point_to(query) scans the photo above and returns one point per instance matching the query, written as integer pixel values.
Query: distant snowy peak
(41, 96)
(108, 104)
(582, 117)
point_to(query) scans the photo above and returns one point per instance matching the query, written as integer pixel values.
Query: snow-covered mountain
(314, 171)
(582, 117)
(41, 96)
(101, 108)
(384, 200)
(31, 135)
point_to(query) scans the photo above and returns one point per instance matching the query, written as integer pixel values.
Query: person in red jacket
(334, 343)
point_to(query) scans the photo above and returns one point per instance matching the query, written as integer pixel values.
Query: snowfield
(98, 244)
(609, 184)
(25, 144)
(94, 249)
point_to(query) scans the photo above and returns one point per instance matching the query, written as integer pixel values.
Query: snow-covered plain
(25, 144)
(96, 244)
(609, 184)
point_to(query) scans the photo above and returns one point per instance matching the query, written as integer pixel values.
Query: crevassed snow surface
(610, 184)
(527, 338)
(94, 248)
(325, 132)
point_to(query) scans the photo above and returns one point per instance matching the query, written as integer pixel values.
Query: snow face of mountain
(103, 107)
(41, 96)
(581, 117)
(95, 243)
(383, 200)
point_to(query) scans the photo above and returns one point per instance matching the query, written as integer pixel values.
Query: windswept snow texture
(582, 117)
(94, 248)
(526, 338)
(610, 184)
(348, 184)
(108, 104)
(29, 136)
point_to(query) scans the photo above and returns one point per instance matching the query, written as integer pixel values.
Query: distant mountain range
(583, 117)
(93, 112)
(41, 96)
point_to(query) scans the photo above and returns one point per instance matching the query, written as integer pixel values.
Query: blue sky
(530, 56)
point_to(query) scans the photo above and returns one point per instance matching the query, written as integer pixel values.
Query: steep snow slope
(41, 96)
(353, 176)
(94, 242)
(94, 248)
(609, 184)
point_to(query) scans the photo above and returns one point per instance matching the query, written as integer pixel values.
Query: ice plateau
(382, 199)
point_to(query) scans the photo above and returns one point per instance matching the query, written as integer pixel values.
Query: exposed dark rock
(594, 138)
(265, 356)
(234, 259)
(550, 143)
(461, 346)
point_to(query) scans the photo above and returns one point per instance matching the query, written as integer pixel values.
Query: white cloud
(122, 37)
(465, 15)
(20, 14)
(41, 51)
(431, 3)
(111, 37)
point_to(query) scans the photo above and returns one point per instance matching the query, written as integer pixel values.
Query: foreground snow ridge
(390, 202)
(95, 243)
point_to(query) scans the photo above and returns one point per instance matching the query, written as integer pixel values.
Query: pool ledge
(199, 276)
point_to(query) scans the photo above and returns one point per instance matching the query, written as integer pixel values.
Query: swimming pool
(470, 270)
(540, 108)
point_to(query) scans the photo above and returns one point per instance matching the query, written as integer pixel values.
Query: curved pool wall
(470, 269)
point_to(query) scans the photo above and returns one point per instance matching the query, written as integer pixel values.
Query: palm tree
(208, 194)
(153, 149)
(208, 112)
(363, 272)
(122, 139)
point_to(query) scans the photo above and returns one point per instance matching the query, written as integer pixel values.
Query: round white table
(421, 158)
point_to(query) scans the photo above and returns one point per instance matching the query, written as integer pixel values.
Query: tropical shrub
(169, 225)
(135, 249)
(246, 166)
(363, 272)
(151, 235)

*****

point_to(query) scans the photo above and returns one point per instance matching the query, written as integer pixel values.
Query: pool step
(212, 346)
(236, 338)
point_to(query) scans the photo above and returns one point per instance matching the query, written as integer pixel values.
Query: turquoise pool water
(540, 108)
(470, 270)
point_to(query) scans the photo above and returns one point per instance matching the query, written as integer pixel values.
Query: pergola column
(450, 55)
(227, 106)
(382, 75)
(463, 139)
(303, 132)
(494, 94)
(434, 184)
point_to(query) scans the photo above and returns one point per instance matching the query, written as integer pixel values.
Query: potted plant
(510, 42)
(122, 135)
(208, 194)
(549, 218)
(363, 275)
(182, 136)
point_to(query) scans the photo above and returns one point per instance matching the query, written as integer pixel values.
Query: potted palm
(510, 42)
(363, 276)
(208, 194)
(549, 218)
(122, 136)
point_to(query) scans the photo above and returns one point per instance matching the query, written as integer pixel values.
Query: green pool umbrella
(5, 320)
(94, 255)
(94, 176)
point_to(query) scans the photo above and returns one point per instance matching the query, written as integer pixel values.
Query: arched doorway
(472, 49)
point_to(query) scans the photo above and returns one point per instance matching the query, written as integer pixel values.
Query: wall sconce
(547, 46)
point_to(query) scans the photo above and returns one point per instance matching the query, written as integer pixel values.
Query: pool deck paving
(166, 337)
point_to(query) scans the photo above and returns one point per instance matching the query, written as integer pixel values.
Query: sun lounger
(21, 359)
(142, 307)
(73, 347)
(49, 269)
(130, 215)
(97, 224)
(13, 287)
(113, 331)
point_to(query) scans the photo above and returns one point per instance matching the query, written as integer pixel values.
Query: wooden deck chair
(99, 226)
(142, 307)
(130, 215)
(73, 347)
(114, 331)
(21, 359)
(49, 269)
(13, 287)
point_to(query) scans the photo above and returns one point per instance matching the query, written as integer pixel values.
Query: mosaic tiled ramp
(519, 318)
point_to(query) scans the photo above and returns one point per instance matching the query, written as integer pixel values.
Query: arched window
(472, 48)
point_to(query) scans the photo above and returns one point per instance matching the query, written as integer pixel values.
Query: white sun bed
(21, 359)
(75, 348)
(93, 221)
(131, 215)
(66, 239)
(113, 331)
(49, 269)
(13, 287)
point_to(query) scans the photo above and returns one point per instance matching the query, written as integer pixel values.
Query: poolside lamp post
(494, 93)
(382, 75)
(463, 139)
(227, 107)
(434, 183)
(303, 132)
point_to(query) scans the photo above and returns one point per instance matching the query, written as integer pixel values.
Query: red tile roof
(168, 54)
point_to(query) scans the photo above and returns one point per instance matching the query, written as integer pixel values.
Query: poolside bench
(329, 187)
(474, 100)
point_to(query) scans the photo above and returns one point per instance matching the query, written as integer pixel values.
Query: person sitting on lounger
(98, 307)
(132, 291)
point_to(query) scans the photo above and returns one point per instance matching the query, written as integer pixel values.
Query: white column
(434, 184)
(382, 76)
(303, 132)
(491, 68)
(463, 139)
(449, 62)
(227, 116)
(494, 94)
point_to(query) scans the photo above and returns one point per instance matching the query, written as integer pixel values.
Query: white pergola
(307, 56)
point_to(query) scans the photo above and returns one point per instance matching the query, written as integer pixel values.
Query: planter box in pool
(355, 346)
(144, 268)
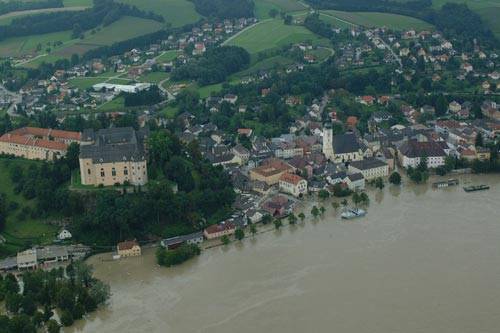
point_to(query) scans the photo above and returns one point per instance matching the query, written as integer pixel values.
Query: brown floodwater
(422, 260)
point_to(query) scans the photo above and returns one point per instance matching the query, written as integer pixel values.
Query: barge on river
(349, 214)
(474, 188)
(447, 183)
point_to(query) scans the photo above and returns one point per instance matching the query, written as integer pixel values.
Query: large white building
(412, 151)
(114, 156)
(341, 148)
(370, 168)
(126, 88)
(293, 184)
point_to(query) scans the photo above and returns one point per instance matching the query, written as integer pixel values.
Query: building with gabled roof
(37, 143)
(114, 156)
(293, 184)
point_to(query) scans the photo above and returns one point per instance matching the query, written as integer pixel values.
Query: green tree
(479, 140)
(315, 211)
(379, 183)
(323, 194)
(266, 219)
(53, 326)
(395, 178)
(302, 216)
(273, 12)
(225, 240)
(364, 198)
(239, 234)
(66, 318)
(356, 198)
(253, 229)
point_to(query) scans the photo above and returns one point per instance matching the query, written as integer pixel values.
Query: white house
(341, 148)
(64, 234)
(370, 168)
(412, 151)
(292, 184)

*****

**The request:**
Can you extract every line from the rows above that contains the word "deck"? Matching is case-sensitive.

**Response to this exercise:**
Query: pool deck paving
Query: wooden deck chair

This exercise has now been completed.